- Work to do
Return every line of the items that contains the word "roof", and note that case counts.

(Object position entries)
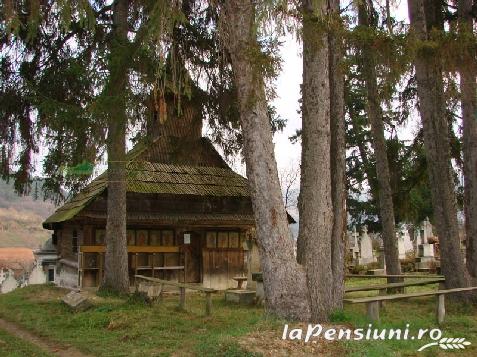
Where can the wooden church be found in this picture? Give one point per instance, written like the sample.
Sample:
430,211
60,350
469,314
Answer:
189,215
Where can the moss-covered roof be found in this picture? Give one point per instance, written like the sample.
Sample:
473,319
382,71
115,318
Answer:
152,177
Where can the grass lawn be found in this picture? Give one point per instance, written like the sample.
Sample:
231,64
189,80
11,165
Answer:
11,346
118,327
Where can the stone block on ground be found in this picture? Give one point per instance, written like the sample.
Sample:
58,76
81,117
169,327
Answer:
243,297
151,290
76,301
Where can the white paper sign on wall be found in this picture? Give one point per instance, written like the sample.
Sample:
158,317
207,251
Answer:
187,238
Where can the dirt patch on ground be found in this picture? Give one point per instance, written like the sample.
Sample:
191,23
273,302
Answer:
46,345
270,343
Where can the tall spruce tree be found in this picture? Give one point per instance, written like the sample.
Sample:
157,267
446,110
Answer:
375,115
427,16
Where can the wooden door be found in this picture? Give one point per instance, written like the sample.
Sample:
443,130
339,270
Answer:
193,258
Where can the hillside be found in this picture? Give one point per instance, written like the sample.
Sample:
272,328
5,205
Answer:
21,218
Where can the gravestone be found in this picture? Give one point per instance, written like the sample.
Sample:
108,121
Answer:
353,246
366,248
425,250
405,244
76,301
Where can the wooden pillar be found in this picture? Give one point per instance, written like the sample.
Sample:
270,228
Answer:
441,308
182,298
382,292
373,310
208,303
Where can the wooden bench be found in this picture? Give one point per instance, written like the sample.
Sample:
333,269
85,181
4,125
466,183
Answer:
372,303
239,280
182,287
421,276
383,287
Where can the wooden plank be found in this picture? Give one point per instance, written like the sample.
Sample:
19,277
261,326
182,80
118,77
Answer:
372,308
179,285
406,296
393,285
441,308
131,249
208,303
394,276
182,298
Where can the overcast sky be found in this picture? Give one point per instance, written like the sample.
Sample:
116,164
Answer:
288,91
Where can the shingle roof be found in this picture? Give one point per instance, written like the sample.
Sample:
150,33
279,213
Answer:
152,177
148,177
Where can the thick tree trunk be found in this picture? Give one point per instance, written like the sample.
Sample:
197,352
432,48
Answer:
315,206
284,279
338,159
375,117
468,87
116,276
423,15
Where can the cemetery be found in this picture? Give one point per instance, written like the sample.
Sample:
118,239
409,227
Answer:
232,178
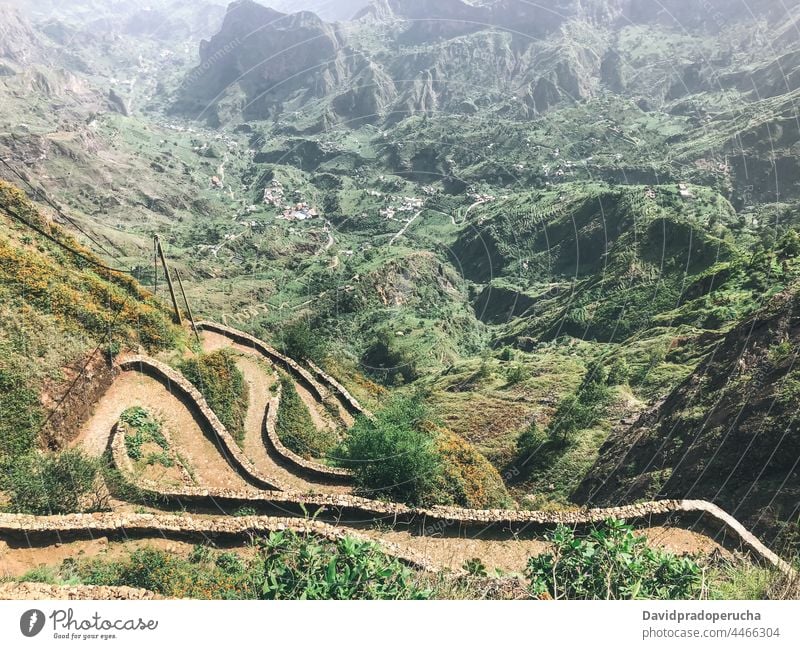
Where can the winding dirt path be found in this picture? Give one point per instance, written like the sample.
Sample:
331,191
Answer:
260,379
212,341
202,457
441,544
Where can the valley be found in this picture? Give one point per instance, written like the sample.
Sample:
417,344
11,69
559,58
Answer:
551,255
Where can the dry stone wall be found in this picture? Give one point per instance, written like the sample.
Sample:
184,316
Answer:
271,353
302,466
351,403
356,509
177,383
35,591
129,525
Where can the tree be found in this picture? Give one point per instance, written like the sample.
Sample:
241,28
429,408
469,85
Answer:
393,455
300,342
59,483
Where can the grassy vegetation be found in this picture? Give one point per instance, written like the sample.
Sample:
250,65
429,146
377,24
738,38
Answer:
611,562
223,386
56,310
608,562
296,428
284,565
53,483
402,454
143,430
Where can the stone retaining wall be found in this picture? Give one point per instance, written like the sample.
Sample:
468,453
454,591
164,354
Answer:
177,383
127,525
302,466
245,339
350,402
355,509
35,591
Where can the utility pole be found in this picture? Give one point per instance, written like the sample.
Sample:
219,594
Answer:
160,250
155,264
188,308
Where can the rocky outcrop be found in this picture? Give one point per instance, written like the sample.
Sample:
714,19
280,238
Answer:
729,433
18,41
270,57
36,591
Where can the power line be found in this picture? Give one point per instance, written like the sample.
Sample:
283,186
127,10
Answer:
61,244
57,209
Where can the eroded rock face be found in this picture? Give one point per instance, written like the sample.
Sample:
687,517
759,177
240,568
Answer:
435,56
268,58
741,451
18,42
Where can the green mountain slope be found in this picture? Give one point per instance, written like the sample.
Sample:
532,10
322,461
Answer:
62,318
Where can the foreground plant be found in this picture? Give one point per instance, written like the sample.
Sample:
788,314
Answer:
611,562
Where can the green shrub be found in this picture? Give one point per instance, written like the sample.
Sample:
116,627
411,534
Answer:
296,428
611,562
58,483
517,374
390,361
143,429
392,455
583,409
300,342
285,566
619,371
468,479
530,441
223,386
295,567
21,414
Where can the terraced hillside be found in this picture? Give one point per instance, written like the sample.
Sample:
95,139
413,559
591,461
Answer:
167,449
461,271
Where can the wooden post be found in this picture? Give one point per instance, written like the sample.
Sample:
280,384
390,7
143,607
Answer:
188,308
169,282
155,264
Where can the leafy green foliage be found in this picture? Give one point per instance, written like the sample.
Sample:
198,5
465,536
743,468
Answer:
223,386
296,428
21,415
285,565
300,342
390,361
143,429
611,562
530,441
58,483
393,454
467,478
293,568
582,409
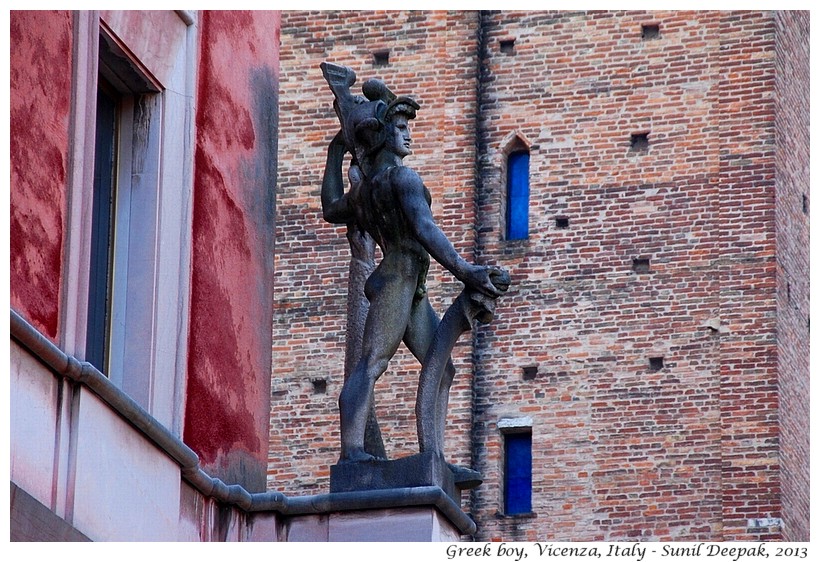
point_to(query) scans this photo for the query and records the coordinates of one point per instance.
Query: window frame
(151, 245)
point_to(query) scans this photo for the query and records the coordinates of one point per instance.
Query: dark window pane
(518, 195)
(517, 473)
(99, 282)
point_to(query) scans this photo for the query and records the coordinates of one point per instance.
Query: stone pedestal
(423, 469)
(405, 524)
(413, 499)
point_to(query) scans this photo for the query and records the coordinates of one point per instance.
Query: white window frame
(152, 240)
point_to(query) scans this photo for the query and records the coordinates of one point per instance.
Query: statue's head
(377, 124)
(396, 122)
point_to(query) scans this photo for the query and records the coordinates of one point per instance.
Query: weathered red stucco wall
(227, 407)
(40, 73)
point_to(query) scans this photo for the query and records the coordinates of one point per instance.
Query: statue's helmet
(366, 124)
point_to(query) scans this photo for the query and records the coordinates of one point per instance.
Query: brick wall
(622, 449)
(792, 226)
(312, 256)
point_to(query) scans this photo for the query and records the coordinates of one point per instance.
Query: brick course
(620, 450)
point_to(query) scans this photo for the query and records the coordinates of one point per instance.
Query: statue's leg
(419, 337)
(387, 319)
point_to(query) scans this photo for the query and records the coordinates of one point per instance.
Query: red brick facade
(792, 227)
(717, 203)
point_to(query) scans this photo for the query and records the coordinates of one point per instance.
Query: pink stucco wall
(40, 72)
(227, 406)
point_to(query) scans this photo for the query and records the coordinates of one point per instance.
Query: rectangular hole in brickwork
(650, 31)
(655, 363)
(381, 58)
(529, 373)
(639, 142)
(640, 265)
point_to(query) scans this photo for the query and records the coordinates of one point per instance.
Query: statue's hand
(490, 280)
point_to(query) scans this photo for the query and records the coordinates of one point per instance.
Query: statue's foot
(465, 478)
(357, 455)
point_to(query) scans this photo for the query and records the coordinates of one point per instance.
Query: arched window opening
(518, 195)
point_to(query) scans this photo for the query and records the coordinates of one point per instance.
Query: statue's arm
(410, 191)
(335, 204)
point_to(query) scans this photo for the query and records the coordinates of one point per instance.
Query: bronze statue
(388, 202)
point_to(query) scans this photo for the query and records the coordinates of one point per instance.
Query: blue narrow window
(517, 473)
(518, 195)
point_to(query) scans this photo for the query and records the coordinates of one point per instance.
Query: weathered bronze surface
(388, 204)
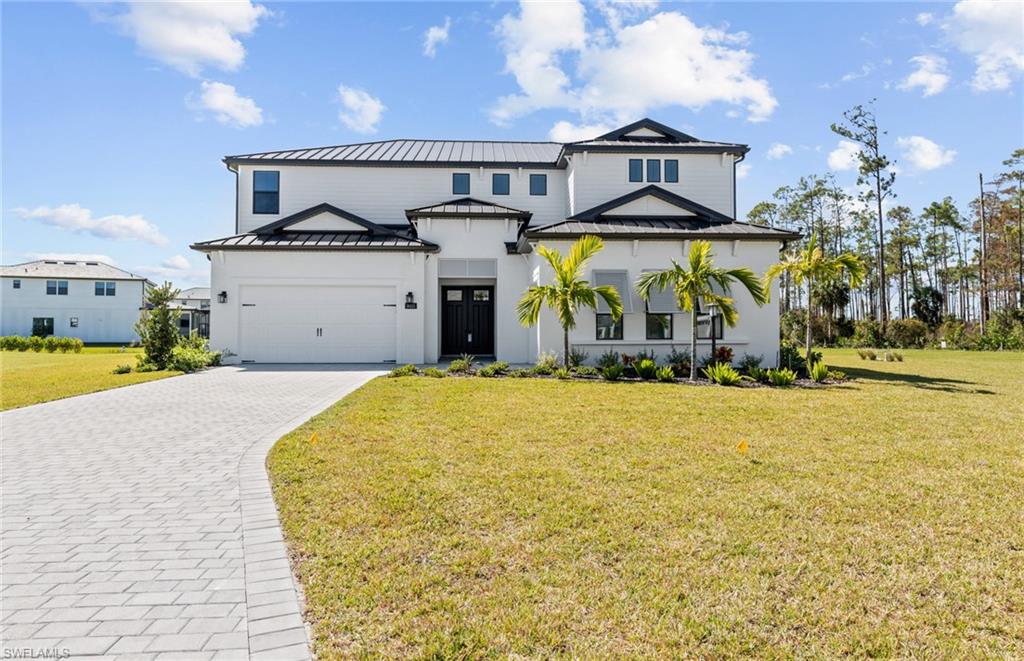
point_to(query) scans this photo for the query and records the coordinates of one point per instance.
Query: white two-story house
(92, 301)
(412, 251)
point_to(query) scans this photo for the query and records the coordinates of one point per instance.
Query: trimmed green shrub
(404, 370)
(646, 368)
(782, 377)
(494, 369)
(722, 373)
(612, 372)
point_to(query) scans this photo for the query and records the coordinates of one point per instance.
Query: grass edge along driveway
(30, 378)
(491, 518)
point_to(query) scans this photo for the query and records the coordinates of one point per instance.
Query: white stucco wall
(756, 333)
(100, 318)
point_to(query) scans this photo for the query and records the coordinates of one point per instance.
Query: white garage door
(322, 323)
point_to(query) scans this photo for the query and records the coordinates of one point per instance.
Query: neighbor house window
(538, 184)
(636, 170)
(266, 191)
(56, 288)
(42, 326)
(105, 289)
(653, 170)
(658, 326)
(672, 171)
(607, 328)
(500, 184)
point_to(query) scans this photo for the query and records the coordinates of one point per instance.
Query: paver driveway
(138, 523)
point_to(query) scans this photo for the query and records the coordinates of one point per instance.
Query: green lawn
(30, 378)
(476, 518)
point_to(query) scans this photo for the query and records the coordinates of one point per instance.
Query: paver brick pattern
(138, 522)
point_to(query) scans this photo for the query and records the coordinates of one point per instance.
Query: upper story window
(460, 183)
(538, 184)
(653, 170)
(266, 191)
(107, 289)
(500, 184)
(56, 288)
(671, 171)
(636, 170)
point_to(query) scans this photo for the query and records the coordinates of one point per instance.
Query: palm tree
(697, 283)
(568, 291)
(812, 264)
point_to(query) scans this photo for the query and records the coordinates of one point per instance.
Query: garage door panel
(356, 323)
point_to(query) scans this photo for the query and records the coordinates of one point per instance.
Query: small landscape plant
(781, 377)
(666, 375)
(404, 370)
(494, 369)
(646, 368)
(612, 372)
(722, 373)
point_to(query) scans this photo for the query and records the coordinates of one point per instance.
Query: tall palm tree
(698, 282)
(812, 264)
(568, 291)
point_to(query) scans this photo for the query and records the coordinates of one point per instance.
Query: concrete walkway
(138, 522)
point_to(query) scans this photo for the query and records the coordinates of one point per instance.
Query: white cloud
(360, 112)
(227, 105)
(624, 71)
(924, 153)
(78, 219)
(435, 36)
(567, 132)
(71, 257)
(190, 36)
(844, 157)
(993, 34)
(930, 76)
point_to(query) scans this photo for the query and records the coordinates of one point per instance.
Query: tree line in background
(941, 273)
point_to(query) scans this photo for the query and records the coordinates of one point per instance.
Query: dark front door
(468, 320)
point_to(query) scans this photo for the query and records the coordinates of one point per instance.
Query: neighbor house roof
(70, 269)
(652, 136)
(466, 207)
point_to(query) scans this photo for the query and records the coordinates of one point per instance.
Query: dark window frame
(639, 175)
(614, 324)
(458, 176)
(543, 178)
(498, 176)
(674, 178)
(653, 168)
(257, 192)
(672, 324)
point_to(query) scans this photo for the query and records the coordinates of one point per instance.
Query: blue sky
(116, 116)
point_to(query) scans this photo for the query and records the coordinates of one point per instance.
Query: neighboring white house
(194, 310)
(410, 251)
(92, 301)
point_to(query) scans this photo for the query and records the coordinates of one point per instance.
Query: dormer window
(266, 191)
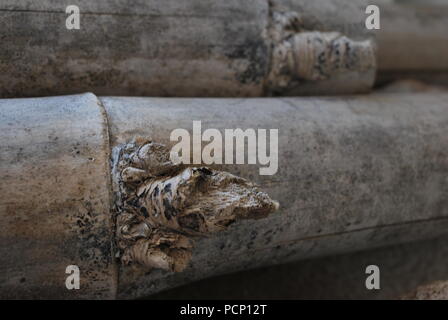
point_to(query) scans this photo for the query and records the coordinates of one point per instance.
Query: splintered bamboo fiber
(353, 173)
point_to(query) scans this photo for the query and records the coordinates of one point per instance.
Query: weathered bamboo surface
(354, 173)
(202, 48)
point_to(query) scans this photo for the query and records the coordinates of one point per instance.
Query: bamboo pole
(354, 173)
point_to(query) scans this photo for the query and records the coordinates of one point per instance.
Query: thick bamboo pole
(353, 173)
(203, 49)
(169, 48)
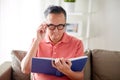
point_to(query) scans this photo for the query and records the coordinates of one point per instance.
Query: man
(52, 41)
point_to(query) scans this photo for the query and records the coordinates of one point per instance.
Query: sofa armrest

- Exercise solution
Where can the moss-covered roof be found in this picture? Give one point per instance, written like the sample.
Where can the shingle roof be found in this picture? Give one point per instance, written like the sample.
Query: neighbor house roof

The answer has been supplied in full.